やること:
下の文書の抜粋によると、キンタロー。さんは今の自分がずっと続くわけではない理由を何だと話していますか。

文書の抜粋:
▼

棚園さん:それぞれ印象の残り方が違うんですけど、俳優の田口トモロヲさんは、何を頑張ろうとかじゃなくて、なんというか、流れるままに生きるというか…… “なれた自分が自分なんだ”といった感じのことをおっしゃっていて。すごく親近感を覚えました。
キンタロー。さんは、「そのままの自分でも、環境が変わっていくから、今の自分がずっと続くわけじゃない」とお話しされていて。それは大人になった今だからこそ、より実感できる言葉でした。大人になると、少しずつ楽になることが本当に増えていくんですよね。
不登校の理由は人それぞれ
棚園さん:不登校の理由やきっかけは人それぞれで、「こうすればいい」という正解や特効薬なんてありません。だからこそ、今、不登校で悩んだり、先が見えない日々を過ごしている人がいたら、いろんな人の話を読んだり、聞いたりする中で、何かひとつでも心に響く言葉を見つけてもらえたらと思います。
――このマンガは、子どもと親、どちらに読んでもらいたい気持ちが強いですか?
棚園さん:どちらにも、という気持ちはありますね。ただ、当時の自分だったら、きっとこのマンガは読んでいないと思います(笑)。「学校に行けない」とか「不登校」という言葉がついているものは、遠ざけていたように思うので。
だから親御さんが読んだ後に、そっと家のどこかに置いておいてくれて……それを見つけたお子さんがページを開いてくれたら、それがいちばんうれしいです。読んだ後に前よりも自分の未来を楽しみに思ってもらえたらうれしいです。
「学校に行かないこと」を恐れなくていい――親として思うこと
――棚園さんも今はお父さんになられたということで、ご自身が親になったことで、不登校や子どもの気持ちの見方に変化はありましたか?
棚園さん:まず、めちゃくちゃ子どものことが気になりますね。まだ1歳なんですけど、この前ちょっと怪我をしてしまったときなんか、もう絶望的な気分になって……。子どものこととなると、心の大部分を持っていかれるということを、実感しています。
自分の子どもが不登校になったらどうする?
棚園さん:講演会などで「もし自分のお子さんが不登校になったらどうされますか?」と聞かれることがよくあるんです。親になってようやくリアルに考えられるようになりましたが、たぶん学校に行かないことについては、何も思わない気がします。
私の周りには、学校に行っていなかった友人や知り合いがたくさんいて、その人たちがどうなっているかといえば、みんな普通に生きています。ちょっと不器用なおじさんとおばさんになっているだけ(笑)。

▲

記録一覧:
▼

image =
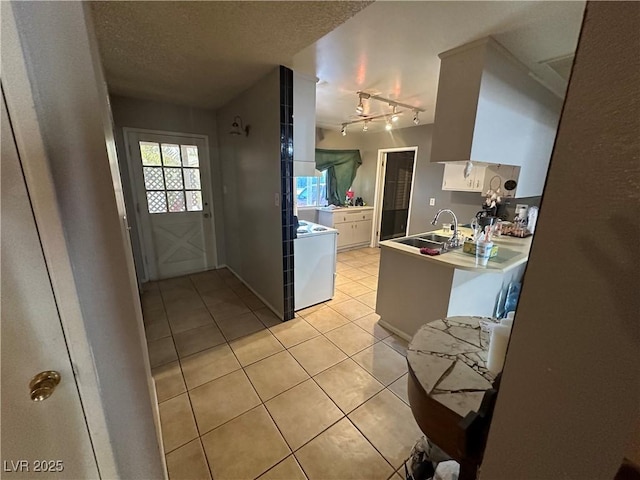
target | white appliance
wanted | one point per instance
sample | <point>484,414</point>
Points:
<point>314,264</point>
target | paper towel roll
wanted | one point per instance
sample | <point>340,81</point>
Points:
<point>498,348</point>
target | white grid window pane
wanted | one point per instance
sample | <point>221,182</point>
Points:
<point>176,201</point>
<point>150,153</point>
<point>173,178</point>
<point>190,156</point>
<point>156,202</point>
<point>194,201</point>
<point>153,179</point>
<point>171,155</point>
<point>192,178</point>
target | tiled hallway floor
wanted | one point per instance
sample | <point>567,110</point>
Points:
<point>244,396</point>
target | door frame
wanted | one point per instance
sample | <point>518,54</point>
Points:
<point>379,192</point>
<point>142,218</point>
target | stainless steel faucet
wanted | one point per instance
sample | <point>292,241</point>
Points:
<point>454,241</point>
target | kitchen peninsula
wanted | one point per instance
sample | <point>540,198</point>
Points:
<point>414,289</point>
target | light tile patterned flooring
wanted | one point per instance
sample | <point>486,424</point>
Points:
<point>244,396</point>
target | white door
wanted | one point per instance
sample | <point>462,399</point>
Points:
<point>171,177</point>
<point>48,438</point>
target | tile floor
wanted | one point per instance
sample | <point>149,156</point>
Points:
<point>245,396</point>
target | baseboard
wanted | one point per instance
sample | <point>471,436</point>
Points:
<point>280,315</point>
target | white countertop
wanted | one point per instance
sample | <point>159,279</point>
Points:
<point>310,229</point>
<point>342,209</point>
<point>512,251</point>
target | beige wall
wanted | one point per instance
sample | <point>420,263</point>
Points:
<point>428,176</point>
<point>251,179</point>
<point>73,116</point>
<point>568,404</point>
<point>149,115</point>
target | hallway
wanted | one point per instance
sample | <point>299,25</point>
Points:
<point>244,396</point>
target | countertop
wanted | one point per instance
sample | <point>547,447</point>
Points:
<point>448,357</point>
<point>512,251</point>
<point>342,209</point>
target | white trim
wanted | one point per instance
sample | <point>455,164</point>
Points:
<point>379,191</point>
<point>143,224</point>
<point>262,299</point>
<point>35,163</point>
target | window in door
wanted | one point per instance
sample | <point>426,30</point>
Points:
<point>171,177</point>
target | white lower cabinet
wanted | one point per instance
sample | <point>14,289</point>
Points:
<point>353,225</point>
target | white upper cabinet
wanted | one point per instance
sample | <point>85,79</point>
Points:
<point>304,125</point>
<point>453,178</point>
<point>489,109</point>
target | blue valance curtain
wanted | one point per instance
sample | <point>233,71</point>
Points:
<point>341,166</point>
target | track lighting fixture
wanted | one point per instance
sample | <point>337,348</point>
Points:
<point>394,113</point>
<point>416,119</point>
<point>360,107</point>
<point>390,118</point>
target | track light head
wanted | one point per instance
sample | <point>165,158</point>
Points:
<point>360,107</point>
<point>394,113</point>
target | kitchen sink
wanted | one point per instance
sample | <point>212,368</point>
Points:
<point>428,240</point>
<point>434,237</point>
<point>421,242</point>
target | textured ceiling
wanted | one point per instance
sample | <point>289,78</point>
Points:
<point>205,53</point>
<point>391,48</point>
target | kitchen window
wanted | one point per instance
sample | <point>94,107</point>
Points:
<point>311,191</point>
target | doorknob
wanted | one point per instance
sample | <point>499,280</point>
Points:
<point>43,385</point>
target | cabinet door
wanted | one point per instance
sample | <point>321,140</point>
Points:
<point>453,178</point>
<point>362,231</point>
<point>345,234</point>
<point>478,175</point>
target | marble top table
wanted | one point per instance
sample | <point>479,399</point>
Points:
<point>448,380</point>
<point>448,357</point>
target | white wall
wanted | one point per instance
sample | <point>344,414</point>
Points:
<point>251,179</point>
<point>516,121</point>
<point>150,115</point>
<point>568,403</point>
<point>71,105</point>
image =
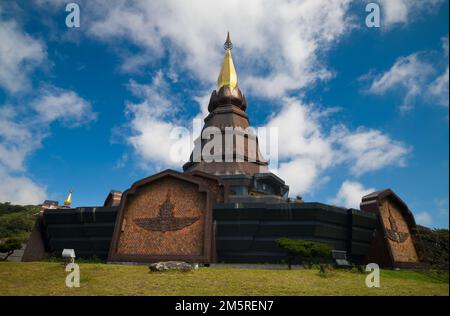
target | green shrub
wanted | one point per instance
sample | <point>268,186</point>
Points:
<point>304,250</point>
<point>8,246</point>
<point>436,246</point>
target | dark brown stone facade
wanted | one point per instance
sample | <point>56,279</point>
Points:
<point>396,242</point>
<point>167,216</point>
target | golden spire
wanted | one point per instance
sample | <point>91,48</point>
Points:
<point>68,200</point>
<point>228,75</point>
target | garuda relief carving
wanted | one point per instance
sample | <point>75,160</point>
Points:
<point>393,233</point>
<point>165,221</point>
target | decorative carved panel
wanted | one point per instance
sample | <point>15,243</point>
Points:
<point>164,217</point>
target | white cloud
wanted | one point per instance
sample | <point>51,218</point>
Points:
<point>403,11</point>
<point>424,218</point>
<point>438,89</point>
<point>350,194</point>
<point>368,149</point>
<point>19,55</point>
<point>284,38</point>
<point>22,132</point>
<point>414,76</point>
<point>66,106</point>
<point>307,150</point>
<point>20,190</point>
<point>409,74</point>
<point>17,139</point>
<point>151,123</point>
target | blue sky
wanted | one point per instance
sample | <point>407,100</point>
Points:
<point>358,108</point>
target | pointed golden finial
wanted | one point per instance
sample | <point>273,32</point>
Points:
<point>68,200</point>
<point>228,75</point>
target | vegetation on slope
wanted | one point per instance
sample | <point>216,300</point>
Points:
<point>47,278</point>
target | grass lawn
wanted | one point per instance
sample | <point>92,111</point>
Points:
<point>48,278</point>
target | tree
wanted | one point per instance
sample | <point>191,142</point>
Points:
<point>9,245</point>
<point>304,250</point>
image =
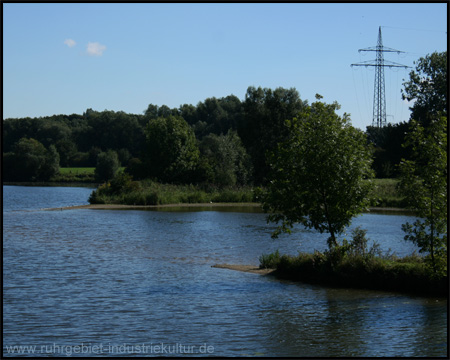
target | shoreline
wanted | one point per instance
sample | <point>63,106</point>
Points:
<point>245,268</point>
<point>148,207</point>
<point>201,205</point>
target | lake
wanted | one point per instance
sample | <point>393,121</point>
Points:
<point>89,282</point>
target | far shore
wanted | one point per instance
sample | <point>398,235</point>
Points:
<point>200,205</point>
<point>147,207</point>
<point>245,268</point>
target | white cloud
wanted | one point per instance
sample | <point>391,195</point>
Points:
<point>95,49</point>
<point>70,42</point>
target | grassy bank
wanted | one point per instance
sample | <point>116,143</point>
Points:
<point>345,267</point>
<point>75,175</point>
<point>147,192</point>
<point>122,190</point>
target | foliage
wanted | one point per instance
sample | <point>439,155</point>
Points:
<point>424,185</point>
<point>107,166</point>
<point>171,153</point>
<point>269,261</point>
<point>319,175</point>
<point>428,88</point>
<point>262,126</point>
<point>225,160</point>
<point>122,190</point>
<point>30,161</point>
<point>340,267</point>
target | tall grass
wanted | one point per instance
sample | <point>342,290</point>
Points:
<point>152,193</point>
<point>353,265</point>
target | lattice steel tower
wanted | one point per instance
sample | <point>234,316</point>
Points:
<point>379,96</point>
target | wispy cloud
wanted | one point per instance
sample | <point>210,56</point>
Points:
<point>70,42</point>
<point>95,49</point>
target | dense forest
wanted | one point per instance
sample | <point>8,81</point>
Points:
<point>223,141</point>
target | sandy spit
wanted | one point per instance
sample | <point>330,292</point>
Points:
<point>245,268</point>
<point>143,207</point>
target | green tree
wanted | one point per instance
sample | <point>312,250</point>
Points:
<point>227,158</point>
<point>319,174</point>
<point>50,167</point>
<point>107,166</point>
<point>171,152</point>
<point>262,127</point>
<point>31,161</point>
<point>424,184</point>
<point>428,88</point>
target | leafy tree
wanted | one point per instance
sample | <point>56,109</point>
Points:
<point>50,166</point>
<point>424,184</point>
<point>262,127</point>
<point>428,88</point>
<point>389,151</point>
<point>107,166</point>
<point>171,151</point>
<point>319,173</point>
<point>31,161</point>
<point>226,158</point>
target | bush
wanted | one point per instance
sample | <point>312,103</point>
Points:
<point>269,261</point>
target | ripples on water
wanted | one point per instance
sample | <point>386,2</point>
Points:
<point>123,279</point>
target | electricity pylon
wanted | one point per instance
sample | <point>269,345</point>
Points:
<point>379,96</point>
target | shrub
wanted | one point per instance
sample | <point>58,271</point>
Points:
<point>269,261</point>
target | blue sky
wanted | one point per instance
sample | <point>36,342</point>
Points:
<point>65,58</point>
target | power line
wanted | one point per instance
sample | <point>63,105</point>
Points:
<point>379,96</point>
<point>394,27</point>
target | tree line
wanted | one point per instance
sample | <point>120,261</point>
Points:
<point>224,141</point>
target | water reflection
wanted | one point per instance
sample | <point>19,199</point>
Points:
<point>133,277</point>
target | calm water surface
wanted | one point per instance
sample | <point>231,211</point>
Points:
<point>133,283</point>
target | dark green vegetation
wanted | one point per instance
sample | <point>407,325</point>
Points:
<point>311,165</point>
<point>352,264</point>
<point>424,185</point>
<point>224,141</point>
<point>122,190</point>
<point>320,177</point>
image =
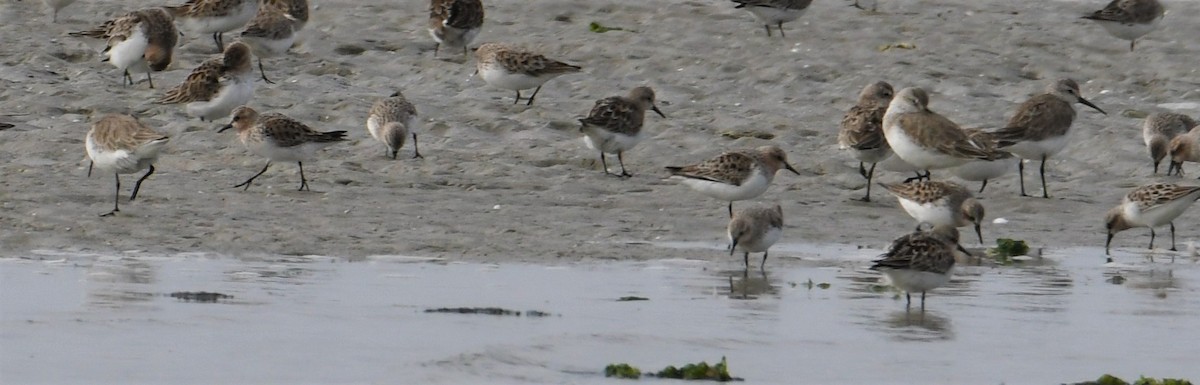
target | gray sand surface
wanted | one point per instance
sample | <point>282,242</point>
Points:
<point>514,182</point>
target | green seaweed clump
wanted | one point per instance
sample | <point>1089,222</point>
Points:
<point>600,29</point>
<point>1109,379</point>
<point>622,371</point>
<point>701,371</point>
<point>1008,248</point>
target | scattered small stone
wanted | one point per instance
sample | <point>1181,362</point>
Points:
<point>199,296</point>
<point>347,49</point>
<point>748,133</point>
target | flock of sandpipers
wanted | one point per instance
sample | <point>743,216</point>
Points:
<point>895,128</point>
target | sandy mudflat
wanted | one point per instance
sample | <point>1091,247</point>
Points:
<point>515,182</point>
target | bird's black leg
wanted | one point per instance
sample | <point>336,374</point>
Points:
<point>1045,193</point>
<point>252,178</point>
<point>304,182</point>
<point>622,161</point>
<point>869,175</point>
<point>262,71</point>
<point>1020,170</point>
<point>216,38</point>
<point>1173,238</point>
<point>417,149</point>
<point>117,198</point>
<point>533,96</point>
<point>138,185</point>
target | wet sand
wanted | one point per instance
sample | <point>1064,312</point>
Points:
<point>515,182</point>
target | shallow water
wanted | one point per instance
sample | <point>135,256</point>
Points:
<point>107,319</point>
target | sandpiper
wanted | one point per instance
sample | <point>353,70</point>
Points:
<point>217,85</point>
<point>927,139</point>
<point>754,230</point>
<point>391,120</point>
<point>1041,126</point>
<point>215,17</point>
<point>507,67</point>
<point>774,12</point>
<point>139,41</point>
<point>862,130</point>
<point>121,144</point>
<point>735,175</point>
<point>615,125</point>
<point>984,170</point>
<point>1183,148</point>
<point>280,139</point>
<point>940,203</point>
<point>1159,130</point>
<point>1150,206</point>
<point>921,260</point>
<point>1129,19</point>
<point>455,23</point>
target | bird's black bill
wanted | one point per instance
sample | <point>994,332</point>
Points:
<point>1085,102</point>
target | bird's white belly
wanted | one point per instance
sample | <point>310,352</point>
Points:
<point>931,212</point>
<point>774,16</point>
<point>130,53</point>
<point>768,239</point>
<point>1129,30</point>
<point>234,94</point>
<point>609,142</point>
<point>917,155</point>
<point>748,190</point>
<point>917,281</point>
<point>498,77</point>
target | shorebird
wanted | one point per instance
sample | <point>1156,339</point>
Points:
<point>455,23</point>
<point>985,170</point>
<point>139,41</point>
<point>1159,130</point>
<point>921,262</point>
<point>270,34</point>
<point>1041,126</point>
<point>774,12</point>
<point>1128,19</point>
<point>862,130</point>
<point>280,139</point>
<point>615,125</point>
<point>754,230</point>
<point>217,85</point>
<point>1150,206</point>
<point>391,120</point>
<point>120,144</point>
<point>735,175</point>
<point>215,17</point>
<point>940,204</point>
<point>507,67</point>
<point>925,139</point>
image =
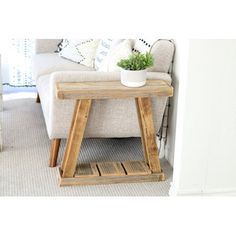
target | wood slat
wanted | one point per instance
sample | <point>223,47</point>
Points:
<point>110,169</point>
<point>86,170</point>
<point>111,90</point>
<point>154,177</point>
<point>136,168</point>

▲

結果:
そのままの自分でも、環境が変わっていくからです。